- [Written instruction]: Copy out each of the items below word for word, keeping them in the same order.

--- --- ---

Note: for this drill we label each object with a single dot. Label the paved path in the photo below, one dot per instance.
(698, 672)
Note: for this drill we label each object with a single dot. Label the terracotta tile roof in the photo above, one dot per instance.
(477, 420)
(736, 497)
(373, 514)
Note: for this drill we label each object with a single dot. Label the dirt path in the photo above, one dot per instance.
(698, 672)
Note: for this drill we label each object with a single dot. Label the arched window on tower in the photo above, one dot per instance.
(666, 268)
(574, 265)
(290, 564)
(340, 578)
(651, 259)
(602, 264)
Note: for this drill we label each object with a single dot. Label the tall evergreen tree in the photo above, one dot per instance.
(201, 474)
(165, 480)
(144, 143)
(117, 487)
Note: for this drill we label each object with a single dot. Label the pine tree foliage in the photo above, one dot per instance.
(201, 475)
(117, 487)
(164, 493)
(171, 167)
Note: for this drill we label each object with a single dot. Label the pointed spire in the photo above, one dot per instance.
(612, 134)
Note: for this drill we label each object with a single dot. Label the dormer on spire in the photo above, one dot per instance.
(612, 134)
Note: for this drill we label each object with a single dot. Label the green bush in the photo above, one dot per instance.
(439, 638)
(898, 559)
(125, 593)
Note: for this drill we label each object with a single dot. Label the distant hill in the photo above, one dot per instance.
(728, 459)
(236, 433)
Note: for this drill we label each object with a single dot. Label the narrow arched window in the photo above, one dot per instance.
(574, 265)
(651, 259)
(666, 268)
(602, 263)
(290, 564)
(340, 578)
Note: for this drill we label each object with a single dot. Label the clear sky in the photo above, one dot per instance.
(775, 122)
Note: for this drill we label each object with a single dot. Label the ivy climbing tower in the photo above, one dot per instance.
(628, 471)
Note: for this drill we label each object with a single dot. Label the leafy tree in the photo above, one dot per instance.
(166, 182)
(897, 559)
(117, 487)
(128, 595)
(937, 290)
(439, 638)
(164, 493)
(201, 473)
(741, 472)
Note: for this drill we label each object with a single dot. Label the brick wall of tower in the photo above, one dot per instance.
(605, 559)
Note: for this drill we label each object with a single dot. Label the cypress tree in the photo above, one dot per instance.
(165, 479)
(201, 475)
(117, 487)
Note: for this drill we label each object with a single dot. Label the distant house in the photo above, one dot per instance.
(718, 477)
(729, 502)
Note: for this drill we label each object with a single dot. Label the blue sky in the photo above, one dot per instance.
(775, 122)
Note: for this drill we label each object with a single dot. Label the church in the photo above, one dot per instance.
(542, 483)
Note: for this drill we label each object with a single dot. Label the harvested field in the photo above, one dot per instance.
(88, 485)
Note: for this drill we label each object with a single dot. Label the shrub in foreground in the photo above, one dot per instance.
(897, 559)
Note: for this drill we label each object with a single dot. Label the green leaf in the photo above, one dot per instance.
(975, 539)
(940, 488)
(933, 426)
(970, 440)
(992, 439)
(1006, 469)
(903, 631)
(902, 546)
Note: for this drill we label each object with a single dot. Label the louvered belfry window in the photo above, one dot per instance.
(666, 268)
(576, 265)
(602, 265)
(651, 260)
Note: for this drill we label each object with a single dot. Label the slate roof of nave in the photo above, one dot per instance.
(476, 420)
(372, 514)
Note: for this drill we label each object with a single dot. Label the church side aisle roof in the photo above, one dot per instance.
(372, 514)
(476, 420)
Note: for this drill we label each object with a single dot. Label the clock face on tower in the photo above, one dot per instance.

--- --- ---

- [Output of the task]:
Note: for this drill we label each object with a single dot. Label the paved path in the photo below, one dot per instance.
(698, 672)
Note: for this drill we label each object with a single dot. Label the terracotta tile roof in the photo above, one dot per instance.
(477, 420)
(736, 497)
(373, 514)
Note: for this drill we label each object with a single dot. Label the dirt path in the photo above, one dot per instance.
(698, 672)
Note: for this drill we label each object with a single dot. Label the arched window on tower in the photo above, one dot per instance.
(666, 268)
(574, 265)
(290, 564)
(340, 578)
(651, 259)
(602, 264)
Note: for this drill we label each object with a single dot. Label the tall evergreen tree in the photo above, one dot per instance.
(201, 474)
(165, 480)
(144, 143)
(117, 487)
Note: for this drill we label each object with a single dot. Label the pine tree foliage in the photo above, one dot per instance.
(201, 475)
(117, 487)
(164, 493)
(171, 167)
Note: for this drill we label each object with a single dot. Label the pointed spire in the photo above, one dot per instance.
(612, 134)
Note: for this drill we label each object with a single dot. Label the dormer on spire in the photo above, one dot per instance.
(612, 134)
Note: for this drill we label each object with a single dot. Label the green bush in the photo above, one dot per instance.
(439, 638)
(898, 559)
(125, 593)
Note: for this drill we label each object with a single dot. Label the distant hill in the photo above, one dot per instance.
(728, 459)
(236, 433)
Note: for this drill we label each object with a single dot. Label the narrow arched window in the photo above, one dot per instance.
(574, 265)
(651, 259)
(666, 268)
(602, 263)
(290, 564)
(340, 578)
Note: for this drill we label each object with a single dot. Label the clear sky in the photo above, one dot per instance.
(775, 122)
Note: for this drill we label each object with a single dot. Label the ivy climbing tower in the photo above, one dot per instance.
(628, 471)
Note: for this drill we label each object with a single dot. Label the leafy tree in the photo above, one dot per instance.
(166, 182)
(897, 559)
(117, 487)
(128, 595)
(937, 290)
(439, 638)
(164, 493)
(201, 473)
(741, 472)
Note: for this drill we label each object with a single dot. Label the brick wall of tower in the photo above, one dot per instance.
(605, 559)
Note: for this drill we label each object with a single dot. Label the cypress tree in the photo above, one dot per instance.
(165, 479)
(201, 475)
(117, 487)
Note: for this drill we label each object with a single dot. Label the distant house in the photo above, one dot per instance.
(718, 477)
(729, 502)
Note: for this drill we label each object with a single dot. Label the blue sky in the photo above, one dot per instance.
(775, 122)
Note: for this drill we label each object with a single dot. Label the church in the photo above, one dot per instance.
(542, 483)
Note: for this drill we label each object with a single dot. Label the harvested field in the photo above, one dot per instance.
(88, 485)
Note: for this drill we label each object with a single dot. Label the shrub in foreground in the photo above, one dot per instance.
(897, 559)
Note: for this drill we label each object with a single dot. Label the green leaf in the photo above, one dot per instance.
(975, 539)
(940, 488)
(933, 426)
(970, 440)
(992, 439)
(1006, 469)
(903, 631)
(902, 546)
Note: for this drill we label each object with a single dot. Label the louvered belfry window in the photo above, one dot per instance.
(666, 268)
(576, 265)
(602, 265)
(651, 260)
Note: for this drill we label each object with a single dot. Label the slate roof of nave in the photo above, one dot per instance.
(476, 420)
(372, 514)
Note: for this drill we label each object with a single dot. Label the church side aisle roof in the photo above, one dot per instance.
(372, 514)
(476, 420)
Note: for this drill we label each object with a single dot. Label the clock face on tower in the photo above, one dot per instance.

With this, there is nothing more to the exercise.